● **Stored records**
>>>>
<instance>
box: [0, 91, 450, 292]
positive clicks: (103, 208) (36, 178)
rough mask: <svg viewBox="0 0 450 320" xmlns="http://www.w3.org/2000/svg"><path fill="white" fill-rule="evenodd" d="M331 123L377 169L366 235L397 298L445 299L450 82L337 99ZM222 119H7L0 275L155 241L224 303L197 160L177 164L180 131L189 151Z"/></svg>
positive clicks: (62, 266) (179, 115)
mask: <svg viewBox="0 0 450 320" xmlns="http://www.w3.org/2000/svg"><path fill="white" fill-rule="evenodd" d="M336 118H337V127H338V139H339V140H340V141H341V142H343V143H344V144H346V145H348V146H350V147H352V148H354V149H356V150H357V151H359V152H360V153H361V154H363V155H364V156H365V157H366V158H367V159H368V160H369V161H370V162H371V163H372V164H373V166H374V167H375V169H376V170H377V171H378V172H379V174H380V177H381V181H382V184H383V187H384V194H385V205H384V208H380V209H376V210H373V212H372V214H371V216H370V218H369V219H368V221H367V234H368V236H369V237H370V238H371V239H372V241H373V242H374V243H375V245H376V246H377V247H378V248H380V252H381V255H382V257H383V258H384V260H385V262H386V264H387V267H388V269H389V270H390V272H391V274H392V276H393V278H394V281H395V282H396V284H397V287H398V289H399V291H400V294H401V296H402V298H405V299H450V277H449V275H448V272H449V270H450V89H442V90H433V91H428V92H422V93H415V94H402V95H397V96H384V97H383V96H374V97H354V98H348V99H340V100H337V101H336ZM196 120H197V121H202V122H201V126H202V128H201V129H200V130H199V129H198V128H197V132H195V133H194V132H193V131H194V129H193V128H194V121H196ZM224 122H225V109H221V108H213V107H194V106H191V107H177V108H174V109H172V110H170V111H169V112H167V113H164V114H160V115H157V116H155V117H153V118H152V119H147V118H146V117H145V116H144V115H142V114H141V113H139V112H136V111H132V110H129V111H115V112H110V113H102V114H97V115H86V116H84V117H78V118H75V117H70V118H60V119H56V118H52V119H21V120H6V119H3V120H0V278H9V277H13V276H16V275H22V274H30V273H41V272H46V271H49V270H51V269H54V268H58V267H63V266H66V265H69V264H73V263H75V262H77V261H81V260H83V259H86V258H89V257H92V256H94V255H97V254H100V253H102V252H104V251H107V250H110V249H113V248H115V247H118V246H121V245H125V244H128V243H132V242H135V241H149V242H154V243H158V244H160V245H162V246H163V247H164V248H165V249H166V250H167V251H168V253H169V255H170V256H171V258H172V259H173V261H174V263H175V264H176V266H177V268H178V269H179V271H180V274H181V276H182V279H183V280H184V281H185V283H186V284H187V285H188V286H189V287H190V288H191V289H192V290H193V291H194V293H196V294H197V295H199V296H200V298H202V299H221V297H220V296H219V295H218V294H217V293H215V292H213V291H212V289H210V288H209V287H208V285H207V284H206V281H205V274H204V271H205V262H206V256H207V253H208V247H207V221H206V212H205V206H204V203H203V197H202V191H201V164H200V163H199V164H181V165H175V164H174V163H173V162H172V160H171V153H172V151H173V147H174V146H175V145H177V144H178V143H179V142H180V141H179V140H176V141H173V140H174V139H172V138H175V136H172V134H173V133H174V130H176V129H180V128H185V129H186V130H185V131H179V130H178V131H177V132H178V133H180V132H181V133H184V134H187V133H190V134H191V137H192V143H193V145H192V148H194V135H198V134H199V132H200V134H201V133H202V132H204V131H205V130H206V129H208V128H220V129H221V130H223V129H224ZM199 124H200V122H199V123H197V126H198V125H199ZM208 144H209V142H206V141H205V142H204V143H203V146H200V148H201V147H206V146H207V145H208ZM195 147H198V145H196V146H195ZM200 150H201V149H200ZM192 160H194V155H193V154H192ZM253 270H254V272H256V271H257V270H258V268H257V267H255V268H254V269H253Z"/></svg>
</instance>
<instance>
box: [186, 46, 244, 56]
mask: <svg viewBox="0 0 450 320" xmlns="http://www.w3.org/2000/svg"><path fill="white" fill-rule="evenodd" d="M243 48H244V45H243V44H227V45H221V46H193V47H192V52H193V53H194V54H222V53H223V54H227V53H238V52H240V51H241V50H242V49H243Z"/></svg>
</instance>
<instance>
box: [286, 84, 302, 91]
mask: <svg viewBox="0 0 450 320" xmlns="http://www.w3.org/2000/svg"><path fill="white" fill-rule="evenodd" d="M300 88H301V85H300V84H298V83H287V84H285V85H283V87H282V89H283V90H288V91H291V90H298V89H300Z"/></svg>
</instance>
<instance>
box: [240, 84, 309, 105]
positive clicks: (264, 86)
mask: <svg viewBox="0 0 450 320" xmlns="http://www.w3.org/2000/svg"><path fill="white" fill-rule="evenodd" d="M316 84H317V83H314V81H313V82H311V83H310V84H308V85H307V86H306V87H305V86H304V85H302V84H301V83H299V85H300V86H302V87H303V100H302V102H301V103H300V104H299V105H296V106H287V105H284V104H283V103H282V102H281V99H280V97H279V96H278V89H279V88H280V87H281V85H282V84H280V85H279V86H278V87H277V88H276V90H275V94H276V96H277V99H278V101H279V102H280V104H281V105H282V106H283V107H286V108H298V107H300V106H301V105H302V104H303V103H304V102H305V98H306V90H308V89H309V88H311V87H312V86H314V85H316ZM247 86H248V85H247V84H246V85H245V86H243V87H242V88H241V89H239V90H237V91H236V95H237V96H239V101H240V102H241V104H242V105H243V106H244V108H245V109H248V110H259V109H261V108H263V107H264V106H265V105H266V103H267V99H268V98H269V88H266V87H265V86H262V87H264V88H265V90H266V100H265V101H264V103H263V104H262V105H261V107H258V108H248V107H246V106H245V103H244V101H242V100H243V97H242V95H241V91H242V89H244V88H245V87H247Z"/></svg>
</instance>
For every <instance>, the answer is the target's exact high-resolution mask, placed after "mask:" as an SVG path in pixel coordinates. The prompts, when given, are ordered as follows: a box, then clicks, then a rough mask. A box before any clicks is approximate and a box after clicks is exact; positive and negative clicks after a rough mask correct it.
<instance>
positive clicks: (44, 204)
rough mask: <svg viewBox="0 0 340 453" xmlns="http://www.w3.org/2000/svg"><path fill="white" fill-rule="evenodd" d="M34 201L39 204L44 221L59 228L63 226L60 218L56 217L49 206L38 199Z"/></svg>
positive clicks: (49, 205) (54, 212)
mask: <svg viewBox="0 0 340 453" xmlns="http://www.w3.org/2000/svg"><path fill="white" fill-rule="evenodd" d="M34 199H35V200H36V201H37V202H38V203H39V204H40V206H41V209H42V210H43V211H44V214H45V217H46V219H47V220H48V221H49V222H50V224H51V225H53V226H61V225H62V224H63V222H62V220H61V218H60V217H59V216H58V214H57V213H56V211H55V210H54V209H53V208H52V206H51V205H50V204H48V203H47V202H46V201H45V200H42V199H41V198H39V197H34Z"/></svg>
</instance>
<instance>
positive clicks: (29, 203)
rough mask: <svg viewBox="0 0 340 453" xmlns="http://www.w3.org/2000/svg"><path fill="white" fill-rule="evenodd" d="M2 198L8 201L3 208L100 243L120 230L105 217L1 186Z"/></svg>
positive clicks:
<<<<
● **ACTIVITY**
If a line falls between the first line of the records and the line containing "123L377 169L366 235L397", inclusive, repeat it exactly; leave out all others.

● **SOLVED PROBLEM**
<instance>
box: [0, 91, 450, 292]
positive clicks: (103, 208) (36, 178)
rough mask: <svg viewBox="0 0 450 320" xmlns="http://www.w3.org/2000/svg"><path fill="white" fill-rule="evenodd" d="M331 123L377 169L366 235L397 298L445 299L450 82L337 99ZM222 119H7L0 275L155 241L224 303L197 160L177 164L180 131L189 151Z"/></svg>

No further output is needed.